◆ PROVIDED RECORDS:
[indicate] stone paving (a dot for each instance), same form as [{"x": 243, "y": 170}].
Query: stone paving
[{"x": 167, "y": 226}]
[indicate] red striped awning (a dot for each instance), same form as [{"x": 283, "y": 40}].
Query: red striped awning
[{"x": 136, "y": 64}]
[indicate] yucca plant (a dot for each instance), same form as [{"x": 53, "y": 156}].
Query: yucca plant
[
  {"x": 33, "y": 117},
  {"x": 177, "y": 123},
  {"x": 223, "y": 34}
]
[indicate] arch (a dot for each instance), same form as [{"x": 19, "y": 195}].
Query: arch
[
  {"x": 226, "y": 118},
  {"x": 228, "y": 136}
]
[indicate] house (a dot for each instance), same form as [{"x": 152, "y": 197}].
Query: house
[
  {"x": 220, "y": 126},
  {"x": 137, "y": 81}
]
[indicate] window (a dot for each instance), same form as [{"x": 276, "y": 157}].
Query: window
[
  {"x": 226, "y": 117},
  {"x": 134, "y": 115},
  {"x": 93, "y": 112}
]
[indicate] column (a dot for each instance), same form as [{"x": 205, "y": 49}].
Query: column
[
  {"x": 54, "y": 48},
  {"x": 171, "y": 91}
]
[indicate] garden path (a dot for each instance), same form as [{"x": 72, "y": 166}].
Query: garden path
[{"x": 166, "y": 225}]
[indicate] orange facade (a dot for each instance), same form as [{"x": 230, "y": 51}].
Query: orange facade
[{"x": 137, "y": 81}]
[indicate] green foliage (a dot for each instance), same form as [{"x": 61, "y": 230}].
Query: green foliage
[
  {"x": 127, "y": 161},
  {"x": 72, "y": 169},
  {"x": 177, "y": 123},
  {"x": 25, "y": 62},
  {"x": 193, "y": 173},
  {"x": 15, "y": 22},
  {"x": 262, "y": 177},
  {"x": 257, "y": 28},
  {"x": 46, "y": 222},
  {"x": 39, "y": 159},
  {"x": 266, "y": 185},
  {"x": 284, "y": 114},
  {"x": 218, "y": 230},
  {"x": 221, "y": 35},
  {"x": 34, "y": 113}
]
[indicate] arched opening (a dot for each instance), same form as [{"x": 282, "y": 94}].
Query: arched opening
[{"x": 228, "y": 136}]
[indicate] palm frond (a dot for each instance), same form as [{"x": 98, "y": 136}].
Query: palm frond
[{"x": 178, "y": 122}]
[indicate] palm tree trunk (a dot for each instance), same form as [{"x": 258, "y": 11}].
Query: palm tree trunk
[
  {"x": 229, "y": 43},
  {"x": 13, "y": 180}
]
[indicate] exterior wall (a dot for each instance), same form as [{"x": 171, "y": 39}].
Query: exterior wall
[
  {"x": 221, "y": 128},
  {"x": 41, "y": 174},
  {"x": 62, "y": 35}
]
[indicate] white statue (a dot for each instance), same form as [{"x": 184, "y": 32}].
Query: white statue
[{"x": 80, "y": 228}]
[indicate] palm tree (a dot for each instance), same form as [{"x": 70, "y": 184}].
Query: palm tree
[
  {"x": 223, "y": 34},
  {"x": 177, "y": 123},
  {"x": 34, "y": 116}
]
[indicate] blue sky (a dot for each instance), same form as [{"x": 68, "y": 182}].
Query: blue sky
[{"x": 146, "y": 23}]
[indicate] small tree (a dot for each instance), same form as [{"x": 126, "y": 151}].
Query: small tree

◆ DESCRIPTION OF THE TASK:
Extract the full listing above without alteration.

◆ EXERCISE RESPONSE:
[indicate] stone paving (a dot for each instance), same form as [{"x": 243, "y": 170}].
Query: stone paving
[{"x": 167, "y": 226}]
[indicate] red striped awning (a dot for each instance), same form as [{"x": 283, "y": 40}].
Query: red striped awning
[{"x": 136, "y": 64}]
[indicate] yucca plant (a dot for each instance), same form as [{"x": 53, "y": 156}].
Query: yucca plant
[
  {"x": 33, "y": 117},
  {"x": 177, "y": 123},
  {"x": 223, "y": 34}
]
[indicate] arch (a dot for each instance), same form as [{"x": 19, "y": 195}].
Query: arch
[
  {"x": 226, "y": 118},
  {"x": 228, "y": 136}
]
[indicate] house (a dot for each instance), same form as [{"x": 152, "y": 197}].
Query: house
[
  {"x": 220, "y": 126},
  {"x": 137, "y": 81}
]
[indicate] window (a dot for each instance), same form as [{"x": 276, "y": 157}].
Query: window
[
  {"x": 226, "y": 117},
  {"x": 134, "y": 115},
  {"x": 93, "y": 112}
]
[indicate] column (a dot for each instance), same form as [{"x": 205, "y": 49}].
Query: column
[
  {"x": 54, "y": 48},
  {"x": 171, "y": 91}
]
[indicate] garden path (a dot for each instance), same form as [{"x": 72, "y": 166}].
Query: garden path
[{"x": 166, "y": 225}]
[indicate] orange facade (a dot for each instance), same form as [{"x": 230, "y": 51}].
Query: orange facade
[{"x": 137, "y": 81}]
[indicate] green foliage (a dot for each instance), same form as [{"x": 61, "y": 230}].
Query: green foliage
[
  {"x": 127, "y": 161},
  {"x": 72, "y": 169},
  {"x": 177, "y": 123},
  {"x": 25, "y": 62},
  {"x": 193, "y": 173},
  {"x": 15, "y": 22},
  {"x": 262, "y": 177},
  {"x": 257, "y": 28},
  {"x": 46, "y": 222},
  {"x": 39, "y": 159},
  {"x": 266, "y": 185},
  {"x": 284, "y": 114},
  {"x": 218, "y": 230},
  {"x": 221, "y": 35},
  {"x": 34, "y": 113}
]
[indicate] arched opening (a dot for each instance), same form as [{"x": 282, "y": 94}].
Query: arched opening
[{"x": 228, "y": 136}]
[indicate] palm frond (a dot for each instance), same form as [{"x": 98, "y": 136}].
Query: palm frond
[{"x": 178, "y": 122}]
[indicate] palm tree trunk (a dot for each instance), same form as [{"x": 258, "y": 11}].
Query: palm tree trunk
[
  {"x": 229, "y": 43},
  {"x": 13, "y": 180}
]
[indicate] exterior wall (a dot for each instance), same form as [{"x": 171, "y": 39}].
Query: exterior wall
[
  {"x": 221, "y": 128},
  {"x": 41, "y": 174},
  {"x": 62, "y": 35}
]
[indicate] white statue (a dot for each instance), same form as [{"x": 184, "y": 32}].
Query: white statue
[{"x": 80, "y": 228}]
[indicate] palm tree (a dot for each instance), same form as [{"x": 70, "y": 184}].
Query: palm tree
[
  {"x": 223, "y": 34},
  {"x": 177, "y": 123},
  {"x": 34, "y": 116}
]
[indicate] blue sky (a dot for each instance), same form as [{"x": 68, "y": 182}].
Query: blue sky
[{"x": 146, "y": 23}]
[indicate] small tree (a dot for each instance), same form as [{"x": 126, "y": 151}].
Query: small tree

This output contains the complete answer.